Output every line below without omitting or altering anything.

Dataset records about object locations:
————

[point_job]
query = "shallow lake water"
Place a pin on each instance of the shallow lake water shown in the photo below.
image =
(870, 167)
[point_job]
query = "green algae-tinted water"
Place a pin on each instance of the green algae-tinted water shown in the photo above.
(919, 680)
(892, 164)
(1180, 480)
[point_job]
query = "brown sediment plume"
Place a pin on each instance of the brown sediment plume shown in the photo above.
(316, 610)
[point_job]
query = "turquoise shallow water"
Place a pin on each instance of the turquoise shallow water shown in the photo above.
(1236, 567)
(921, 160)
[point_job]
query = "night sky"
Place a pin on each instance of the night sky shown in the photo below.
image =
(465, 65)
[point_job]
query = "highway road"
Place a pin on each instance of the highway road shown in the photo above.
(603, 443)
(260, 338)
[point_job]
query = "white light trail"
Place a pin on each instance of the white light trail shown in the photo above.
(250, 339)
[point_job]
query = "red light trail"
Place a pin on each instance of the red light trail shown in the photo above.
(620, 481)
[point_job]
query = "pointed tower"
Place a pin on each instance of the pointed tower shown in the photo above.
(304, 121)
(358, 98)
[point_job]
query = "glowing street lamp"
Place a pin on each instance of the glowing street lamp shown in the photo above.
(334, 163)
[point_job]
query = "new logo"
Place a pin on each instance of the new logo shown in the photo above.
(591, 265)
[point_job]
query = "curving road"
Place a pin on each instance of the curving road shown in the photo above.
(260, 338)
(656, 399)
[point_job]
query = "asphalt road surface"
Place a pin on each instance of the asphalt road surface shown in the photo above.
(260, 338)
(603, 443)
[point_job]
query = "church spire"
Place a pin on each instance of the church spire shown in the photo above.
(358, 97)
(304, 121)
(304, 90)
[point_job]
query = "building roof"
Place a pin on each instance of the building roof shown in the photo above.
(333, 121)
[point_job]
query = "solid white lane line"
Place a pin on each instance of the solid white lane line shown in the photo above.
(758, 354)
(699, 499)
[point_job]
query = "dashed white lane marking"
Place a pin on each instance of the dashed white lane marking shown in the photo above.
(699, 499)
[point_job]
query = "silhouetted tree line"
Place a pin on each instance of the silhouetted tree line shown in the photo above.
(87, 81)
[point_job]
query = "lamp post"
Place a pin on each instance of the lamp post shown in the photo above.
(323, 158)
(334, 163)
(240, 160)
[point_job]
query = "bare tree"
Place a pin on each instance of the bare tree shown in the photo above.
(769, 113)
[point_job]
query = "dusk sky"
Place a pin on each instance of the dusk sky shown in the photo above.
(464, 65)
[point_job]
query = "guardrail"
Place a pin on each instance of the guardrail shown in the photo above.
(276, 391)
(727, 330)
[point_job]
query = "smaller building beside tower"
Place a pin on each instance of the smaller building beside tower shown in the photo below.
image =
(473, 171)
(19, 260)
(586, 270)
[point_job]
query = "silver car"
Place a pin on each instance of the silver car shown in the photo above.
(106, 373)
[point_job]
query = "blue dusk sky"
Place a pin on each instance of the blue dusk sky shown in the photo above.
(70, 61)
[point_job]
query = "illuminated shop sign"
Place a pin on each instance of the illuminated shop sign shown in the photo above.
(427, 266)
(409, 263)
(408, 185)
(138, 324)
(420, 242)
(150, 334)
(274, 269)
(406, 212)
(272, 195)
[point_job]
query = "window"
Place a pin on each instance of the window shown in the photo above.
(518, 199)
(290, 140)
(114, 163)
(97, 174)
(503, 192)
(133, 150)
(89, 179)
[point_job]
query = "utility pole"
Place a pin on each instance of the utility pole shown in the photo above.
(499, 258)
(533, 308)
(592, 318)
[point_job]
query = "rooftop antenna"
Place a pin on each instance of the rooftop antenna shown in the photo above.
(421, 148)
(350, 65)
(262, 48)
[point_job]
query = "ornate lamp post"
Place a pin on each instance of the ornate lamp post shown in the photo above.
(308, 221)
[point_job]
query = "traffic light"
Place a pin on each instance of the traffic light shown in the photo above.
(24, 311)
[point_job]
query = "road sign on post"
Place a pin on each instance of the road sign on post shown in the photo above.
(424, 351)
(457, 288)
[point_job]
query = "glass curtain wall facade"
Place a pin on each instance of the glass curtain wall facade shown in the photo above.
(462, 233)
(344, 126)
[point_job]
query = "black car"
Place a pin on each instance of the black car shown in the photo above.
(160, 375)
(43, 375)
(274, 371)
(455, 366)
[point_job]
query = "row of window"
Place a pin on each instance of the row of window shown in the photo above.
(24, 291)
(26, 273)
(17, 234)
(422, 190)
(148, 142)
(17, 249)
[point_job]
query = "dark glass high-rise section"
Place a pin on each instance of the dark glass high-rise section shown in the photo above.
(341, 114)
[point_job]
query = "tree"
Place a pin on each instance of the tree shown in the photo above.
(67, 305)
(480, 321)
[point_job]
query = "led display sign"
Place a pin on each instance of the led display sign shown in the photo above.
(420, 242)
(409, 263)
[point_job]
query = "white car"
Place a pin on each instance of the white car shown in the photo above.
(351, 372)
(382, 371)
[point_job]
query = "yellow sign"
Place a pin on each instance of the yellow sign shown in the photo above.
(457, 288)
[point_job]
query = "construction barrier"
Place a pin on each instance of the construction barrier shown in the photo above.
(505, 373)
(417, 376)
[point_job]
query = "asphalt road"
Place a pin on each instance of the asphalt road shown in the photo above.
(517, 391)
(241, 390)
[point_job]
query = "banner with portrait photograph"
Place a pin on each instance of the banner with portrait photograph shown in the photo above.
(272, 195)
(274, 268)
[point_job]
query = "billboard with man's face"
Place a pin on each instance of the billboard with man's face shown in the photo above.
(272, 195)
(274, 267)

————

**Written answer:**
[point_job]
query = "shallow lake water"
Place a pin on each instance of the shallow lake water shown in the photo below.
image =
(870, 167)
[point_job]
query = "green algae-tinted water"
Place a pin on each instance of the green algae-tinted water shown in the photo above.
(919, 680)
(892, 164)
(1180, 480)
[point_job]
query = "brown sediment plume"
Place a pin on each instance of the brown sediment plume shown in the photo above.
(316, 610)
[point_job]
query = "turquoise shallow water"
Place a pin on each instance of the turquoise shallow water shown in the photo above.
(1236, 567)
(921, 160)
[point_job]
query = "night sky"
Place a pin on each instance of the night sky shown in the photo below.
image =
(465, 65)
[point_job]
query = "highway road"
Place a pin on each instance of the highway road shown in the photo above.
(603, 443)
(260, 338)
[point_job]
query = "white light trail"
Place a pin on each instance of the white light trail shown in the photo above.
(250, 339)
[point_job]
query = "red light trail"
Place a pin on each instance of the red light trail shown in the photo above.
(620, 481)
[point_job]
query = "pointed tower"
Place a pin on each instance of the pointed tower shown in the photo above.
(304, 121)
(358, 98)
[point_job]
query = "glowing street lamp"
Place a pin on each instance of the glowing street lamp shown in the photo above.
(334, 163)
[point_job]
query = "new logo"
Place a pin on each instance of the new logo shown in the photo above.
(591, 265)
[point_job]
query = "curving road"
Place a pin on each instance of the curving road shown in the photo above.
(260, 338)
(656, 399)
[point_job]
query = "asphalt road surface"
Place a pin on each instance of the asphalt road surface shown in the photo above.
(260, 338)
(603, 443)
[point_job]
query = "church spire"
Place a pin on each instance of the church spire shown in the photo above.
(358, 97)
(304, 121)
(304, 90)
[point_job]
query = "building roof"
Place a pin on each instance of the building roof shown in the photo above.
(333, 121)
[point_job]
query = "solid white lane line"
Place a pin on each instance of the solid white lane line shown in the photo above.
(758, 354)
(699, 499)
[point_job]
query = "dashed white lane marking"
Place a pin on each instance of the dashed white lane marking shown in the photo above.
(699, 499)
[point_job]
query = "silhouetted tree line"
Place a pin on each instance of the silhouetted tree line shown in the photo above.
(87, 81)
[point_job]
query = "lamp post"
Place a pin on each instance of the lamp post shown in the photo above.
(323, 158)
(334, 163)
(240, 160)
[point_job]
query = "bare tree"
Place a pin on each instance of the bare tree shown in the photo above.
(769, 113)
[point_job]
query = "dusk sky"
Place a pin on each instance of the dusk sky shown in the photo above.
(464, 65)
[point_job]
query = "guardrail"
Place a pin on each instance of the guardrail shown in the photo above.
(276, 391)
(727, 330)
[point_job]
query = "smaller building beside tower"
Place a pin on each instance of the smaller building beside tower shown in the photo below.
image =
(473, 171)
(19, 260)
(586, 270)
[point_job]
query = "silver car"
Place a pin on each instance of the silver car shown in the photo above.
(106, 373)
[point_job]
query = "blue dusk sky"
Place a pin on each instance of the blue dusk sky shown in the photo above.
(70, 61)
[point_job]
query = "illuminated shop sign"
Place a pin on each instance of the illuminated shop sign shown in the photo above.
(427, 266)
(409, 263)
(408, 185)
(138, 324)
(420, 242)
(150, 334)
(274, 269)
(406, 212)
(272, 195)
[point_job]
query = "window"
Place a pin on each instance of the window shown in the photo above.
(518, 199)
(290, 140)
(114, 163)
(97, 174)
(503, 192)
(133, 150)
(89, 179)
[point_job]
query = "utility pole"
Place a pin on each instance of the utility pole shown in the photo above.
(499, 258)
(533, 308)
(592, 318)
[point_job]
query = "rooftop antenna"
Place a pin on each instance of the rooftop antenna shown in the photo above.
(421, 148)
(350, 65)
(262, 48)
[point_job]
query = "ornate lamp post"
Place a pin on each instance of the ornate lamp post shown in the photo above.
(308, 221)
[point_job]
query = "traffic light"
Place a pin on each instance of the traffic light shown in the photo above.
(24, 311)
[point_job]
query = "road sign on post"
Place a pin on each instance of the road sign on post shown in the photo above.
(424, 351)
(457, 288)
[point_job]
query = "glass curtain wall facade"
Place a pin on each instance of the glass curtain wall facade shown in the photo above.
(462, 233)
(344, 126)
[point_job]
query = "black car"
Place a pin on each instance of the black car shown in the photo above.
(160, 375)
(43, 375)
(274, 371)
(455, 366)
[point_job]
query = "row of window"
Place a pin on each instance of the row of window shown in the photo above.
(24, 291)
(26, 273)
(17, 234)
(422, 190)
(148, 142)
(17, 249)
[point_job]
query = "dark glass high-rise section"
Place a pin on each instance of the dark glass high-rise section shown in the photo above.
(341, 114)
[point_job]
query = "tree"
Place a pin on each instance of the tree shown in the photo above.
(67, 305)
(480, 321)
[point_job]
query = "led display sign"
Place a pin on each instance of the led display sign shown in the photo above.
(420, 242)
(409, 263)
[point_job]
query = "white car"
Place a pin on each instance of the white car shown in the photo above.
(351, 372)
(382, 371)
[point_job]
query = "yellow sign"
Place a pin on each instance of the yellow sign shown in the photo above.
(457, 288)
[point_job]
query = "construction barrier"
Place a pin on each instance of the construction barrier shown in the photo above.
(505, 373)
(417, 376)
[point_job]
query = "asphalt road"
Place a pin on each instance of the asphalt road shown in the photo above.
(517, 391)
(241, 390)
[point_job]
query = "banner with portrait photograph"
Place a pin on each instance of the banner with portrait photograph shown in the photo above.
(272, 195)
(274, 268)
[point_job]
query = "billboard with man's face"
Place a pin on each instance of the billboard with man's face shown in the photo above.
(272, 195)
(274, 267)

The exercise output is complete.